Can you reproduce all of the lines below word for word, leaving out the pictures?

- _Exercise input_

··········

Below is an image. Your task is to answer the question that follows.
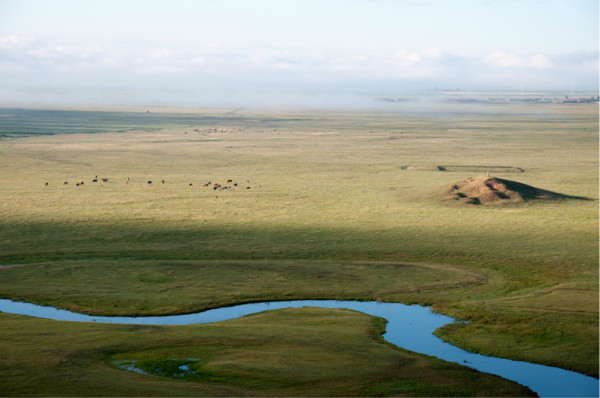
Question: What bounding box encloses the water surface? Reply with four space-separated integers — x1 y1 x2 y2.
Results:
0 299 599 397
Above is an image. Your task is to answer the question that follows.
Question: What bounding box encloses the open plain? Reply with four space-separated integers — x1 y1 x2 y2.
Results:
0 104 599 396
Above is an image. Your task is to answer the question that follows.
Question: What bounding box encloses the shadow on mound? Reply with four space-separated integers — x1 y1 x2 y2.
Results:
434 175 590 205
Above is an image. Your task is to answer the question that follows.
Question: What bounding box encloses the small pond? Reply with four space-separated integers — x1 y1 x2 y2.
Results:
0 299 599 397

··········

- _Reply to the exercise_
Below is an image. Your task is to answer the question that follows.
Question: What bounding box encloses the water surface? Reply with four space-separated integers — x1 y1 x2 y2.
Results:
0 299 599 397
Above is an image. Your task is to answer the question that follows.
Question: What bounding box encloses the open plain? Reply with four space-separated integers — x1 y1 x2 y2.
Results:
0 104 599 396
Above is an image. Your task is to answer the question that follows.
Question: What bounding box encloses the shadow on mound? Reply with four space-separated integers — x1 y1 x2 y2.
Results:
434 175 590 205
Above is an image. Your task is to answer the question that follows.
Question: What bounding box encloses the small pond? Reply with four space-separated integers — x1 y1 x2 y2.
Results:
0 299 599 397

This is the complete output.